Задания ▸
a: Отредактируйте текст о Пастернаке: перепишите отрывок от «В сущности, в» до «стоял Герман Коген.» включительно, заменив «Марбург» на «Гейдельберг».
b: Определите, согласуется ли с текстом о Пастернаке каждое из утверждений: (i) поехать за границу Пастернаку предложила мать, скопившая к 1912 году денег; (ii) Пастернак принял приглашение пообедать дома у Когена; (iii) на оставшиеся деньги Пастернак уехал в Италию на месяц. На каждое ответьте «да» или «нет» и приведите решающие слова текста дословно.

Исходный текст ▸
В сущности, в Пастернаке сказался не только потенциальный музыкант и потенциальный философ (в обоих творчествах он достиг почти профессиональной высоты), но и профессиональный живописец, хотя живопись была стихией его отца, а не его. Начиная с детских воспоминаний и до последних дней он всегда видел мир в своей поэзии, лирической и традиционной прозе, в красках и линиях. Пастернак как бы не разлучался с мольбертом и палитрой, и мысленно смешивать краски для него было наибольшим удовольствием.
К 1912 году мать скопила денег и предложила ему поехать за границу. Пастернак выбрал Марбург, где в те годы процветала знаменитая философская школа, во главе которой стоял Герман Коген.
Пастернак поехал на летний семестр. Его занятия протекали успешно, и внешним знаком признания этого явилось приглашение прийти к знаменитому философу домой – пообедать в кругу семьи и ближайших учеников. Но вдруг все переменилось. Пастернак на обед не пошел и внезапно уехал повстречаться со своей двоюродной сестрой, занимавшейся античной литературой, О. Фрейденберг. Тем самым он отказался от философской карьеры. На оставшиеся деньги он на две недели уехал в Италию. Внутренним основанием к этому изменению его планов, очевидно, послужило то, что он был совершенно чужд философской систематичности. И эта его чуждость подготовила его внешне внезапный разрыв. Его тянуло к пластическому восприятию действительности. О поэзии еще было рано думать, но она уже влияла на его судьбу, невидимо притягивая и выделяя. Он не стремился к изучению мира, он – созерцал.
И тем не менее занятия философией не прошли для него даром, как и занятия музыкой. В его поэзии и прозе можно встретить постоянные попытки осмыслить эстетическое познание мира, своего рода эстетическую гносеологию, теорию поэтического познания мира. И хотя сам Пастернак в поздние годы, оглядываясь назад, видел разные периоды в своем творчестве, в главном он оставался неизменен. Но об этом главном, как и о других причинах отказа от занятий философией, мы скажем в следующем разделе нашей статьи.
Среди знакомых семьи особую роль сыграл поэт Р.-М. Рильке. Увлечение его творчеством формировало поэзию Пастернака. Огромное значение в его жизни имел Маяковский, неизменно ценивший Пастернака, несмотря на различные расхождения и даже небольшие ссоры. Не случайно в автобиографической прозе и в первую очередь в очерке «Люди и положения» Пастернак так много места уделяет Маяковскому. Впоследствии смерть Маяковского была для Пастернака трагедией.

Данные для анализа ▸

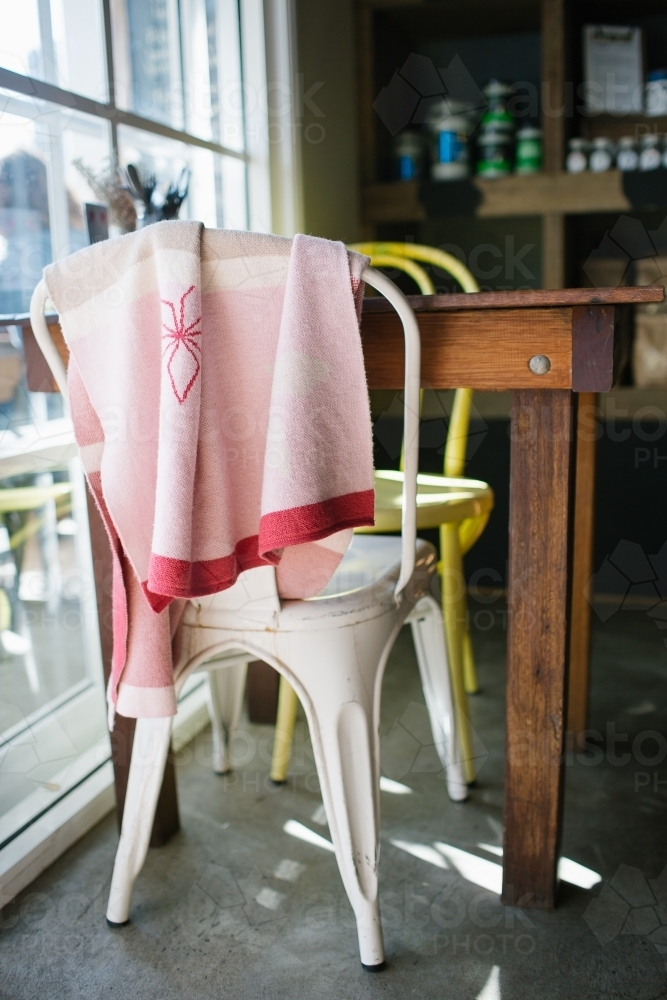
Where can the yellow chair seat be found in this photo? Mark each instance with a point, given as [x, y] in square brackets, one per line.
[440, 500]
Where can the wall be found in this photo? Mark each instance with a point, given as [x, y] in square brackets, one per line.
[326, 57]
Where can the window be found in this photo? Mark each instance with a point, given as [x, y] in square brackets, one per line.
[167, 86]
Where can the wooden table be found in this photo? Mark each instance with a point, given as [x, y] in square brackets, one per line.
[486, 341]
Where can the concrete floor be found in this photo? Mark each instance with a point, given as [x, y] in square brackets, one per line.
[234, 907]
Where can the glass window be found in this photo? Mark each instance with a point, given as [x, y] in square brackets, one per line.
[52, 717]
[42, 194]
[61, 42]
[180, 64]
[177, 68]
[217, 191]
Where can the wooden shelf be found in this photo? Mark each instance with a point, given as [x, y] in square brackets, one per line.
[617, 126]
[535, 194]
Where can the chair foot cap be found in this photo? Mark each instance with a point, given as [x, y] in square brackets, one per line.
[374, 968]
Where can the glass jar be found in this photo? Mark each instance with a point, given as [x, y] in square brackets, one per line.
[450, 130]
[577, 160]
[494, 153]
[601, 155]
[649, 152]
[656, 93]
[627, 157]
[408, 155]
[528, 156]
[497, 117]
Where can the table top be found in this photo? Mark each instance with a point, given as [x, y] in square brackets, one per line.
[533, 298]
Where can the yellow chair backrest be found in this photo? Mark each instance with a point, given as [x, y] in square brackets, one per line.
[402, 256]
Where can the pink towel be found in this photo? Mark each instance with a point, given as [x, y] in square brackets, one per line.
[219, 401]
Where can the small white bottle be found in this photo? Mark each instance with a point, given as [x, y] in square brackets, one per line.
[576, 161]
[627, 157]
[601, 156]
[649, 152]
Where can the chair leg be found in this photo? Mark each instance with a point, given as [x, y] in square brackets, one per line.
[429, 640]
[338, 674]
[149, 756]
[470, 681]
[288, 703]
[226, 687]
[453, 606]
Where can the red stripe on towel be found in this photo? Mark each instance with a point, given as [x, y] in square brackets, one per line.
[179, 578]
[316, 520]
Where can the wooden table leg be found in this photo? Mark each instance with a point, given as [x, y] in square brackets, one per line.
[582, 562]
[166, 816]
[541, 480]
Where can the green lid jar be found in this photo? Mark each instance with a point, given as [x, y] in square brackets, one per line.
[494, 153]
[497, 117]
[528, 156]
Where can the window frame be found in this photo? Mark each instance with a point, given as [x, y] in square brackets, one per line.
[268, 45]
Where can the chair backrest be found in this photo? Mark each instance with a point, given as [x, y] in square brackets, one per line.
[387, 288]
[402, 256]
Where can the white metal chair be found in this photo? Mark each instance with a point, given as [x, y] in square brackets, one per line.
[332, 649]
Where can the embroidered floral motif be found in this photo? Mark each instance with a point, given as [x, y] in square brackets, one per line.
[183, 364]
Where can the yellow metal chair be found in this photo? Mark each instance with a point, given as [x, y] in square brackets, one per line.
[458, 506]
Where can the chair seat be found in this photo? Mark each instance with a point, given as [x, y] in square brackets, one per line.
[368, 560]
[440, 499]
[362, 587]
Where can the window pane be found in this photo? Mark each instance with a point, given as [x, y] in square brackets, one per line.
[41, 191]
[212, 71]
[147, 59]
[217, 193]
[61, 42]
[52, 714]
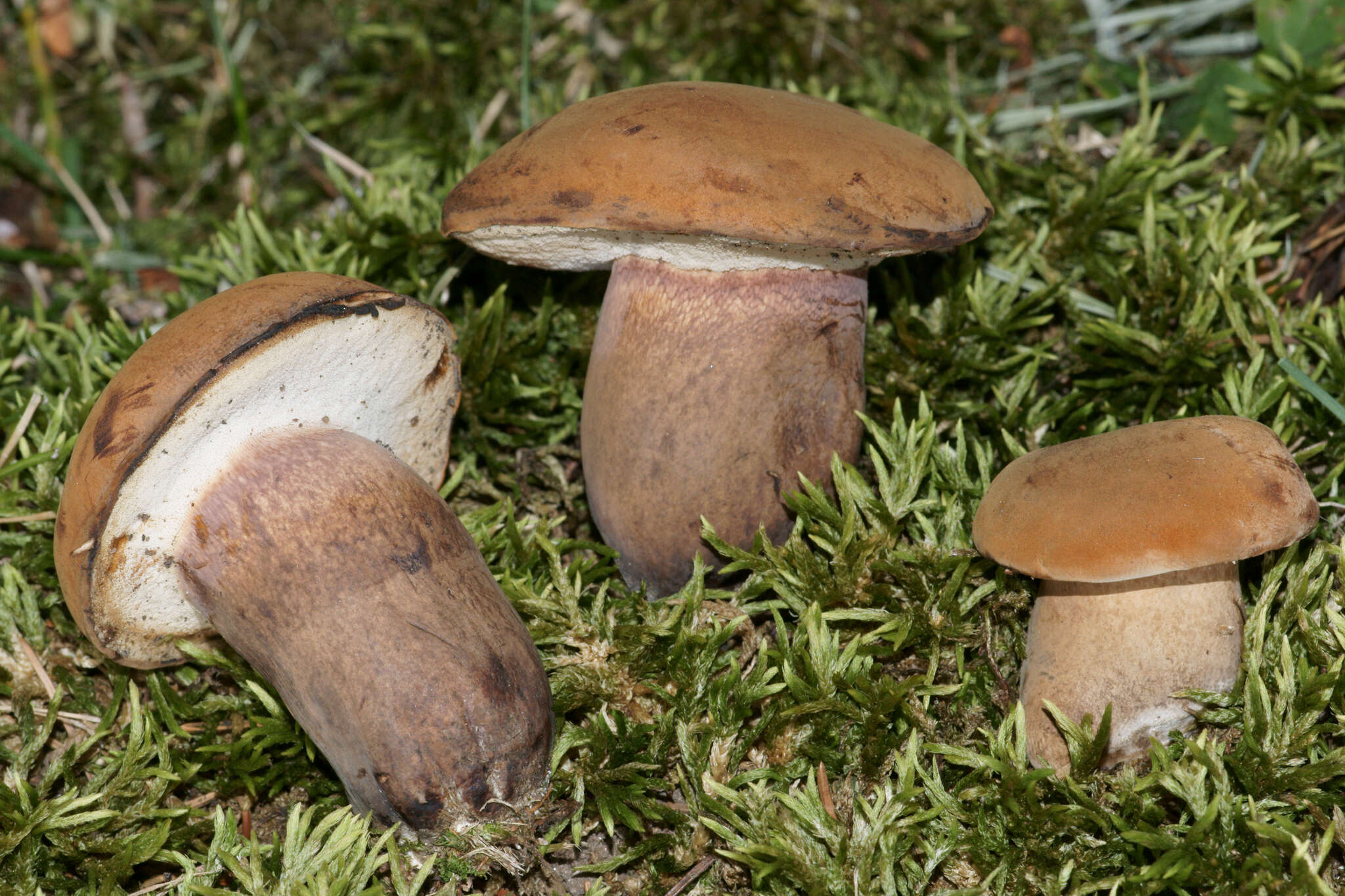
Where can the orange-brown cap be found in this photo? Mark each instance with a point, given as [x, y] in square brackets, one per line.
[1146, 500]
[713, 177]
[278, 352]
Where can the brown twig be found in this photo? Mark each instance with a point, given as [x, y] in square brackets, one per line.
[77, 719]
[688, 879]
[825, 792]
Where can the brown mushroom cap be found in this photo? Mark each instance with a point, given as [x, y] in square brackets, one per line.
[713, 177]
[1146, 500]
[254, 358]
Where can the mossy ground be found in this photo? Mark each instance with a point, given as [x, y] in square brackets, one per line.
[843, 719]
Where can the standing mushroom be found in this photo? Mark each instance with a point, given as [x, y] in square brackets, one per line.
[1136, 535]
[264, 468]
[739, 224]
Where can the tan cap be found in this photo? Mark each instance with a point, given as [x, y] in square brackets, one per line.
[713, 177]
[286, 351]
[1145, 500]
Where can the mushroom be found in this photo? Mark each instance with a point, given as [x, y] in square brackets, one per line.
[739, 224]
[264, 468]
[1137, 535]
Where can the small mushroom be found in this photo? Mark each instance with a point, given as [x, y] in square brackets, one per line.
[739, 224]
[264, 468]
[1137, 535]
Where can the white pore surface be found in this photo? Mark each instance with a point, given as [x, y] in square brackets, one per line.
[554, 247]
[357, 372]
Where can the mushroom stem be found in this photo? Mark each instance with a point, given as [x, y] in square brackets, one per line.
[1132, 644]
[349, 585]
[708, 393]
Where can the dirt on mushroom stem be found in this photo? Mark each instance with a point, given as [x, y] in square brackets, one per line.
[417, 679]
[1132, 645]
[708, 394]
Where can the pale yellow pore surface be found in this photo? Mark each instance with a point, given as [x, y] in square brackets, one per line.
[1130, 644]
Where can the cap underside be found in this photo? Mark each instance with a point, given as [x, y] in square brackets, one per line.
[382, 377]
[556, 247]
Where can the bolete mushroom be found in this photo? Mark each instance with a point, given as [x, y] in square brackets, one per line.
[739, 224]
[1137, 535]
[264, 468]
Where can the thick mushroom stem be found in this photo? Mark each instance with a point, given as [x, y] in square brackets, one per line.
[346, 581]
[1130, 644]
[708, 393]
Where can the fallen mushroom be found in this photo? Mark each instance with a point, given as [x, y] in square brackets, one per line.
[739, 224]
[264, 467]
[1136, 535]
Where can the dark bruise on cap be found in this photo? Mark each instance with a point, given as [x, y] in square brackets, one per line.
[158, 381]
[1145, 501]
[725, 160]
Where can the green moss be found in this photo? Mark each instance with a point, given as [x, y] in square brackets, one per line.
[839, 717]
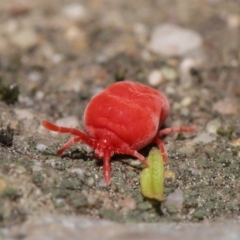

Ответы ▸
a:
В сущности, в Пастернаке сказался не только потенциальный музыкант и потенциальный философ (в обоих творчествах он достиг почти профессиональной высоты), но и профессиональный живописец, хотя живопись была стихией его отца, а не его. Начиная с детских воспоминаний и до последних дней он всегда видел мир в своей поэзии, лирической и традиционной прозе, в красках и линиях. Пастернак как бы не разлучался с мольбертом и палитрой, и мысленно смешивать краски для него было наибольшим удовольствием.
К 1912 году мать скопила денег и предложила ему поехать за границу. Пастернак выбрал Гейдельберг, где в те годы процветала знаменитая философская школа, во главе которой стоял Герман Коген.

b:
(i) Да: «К 1912 году мать скопила денег и предложила ему поехать за границу».
(ii) Нет: «Пастернак на обед не пошел».
(iii) Нет: «На оставшиеся деньги он на две недели уехал в Италию».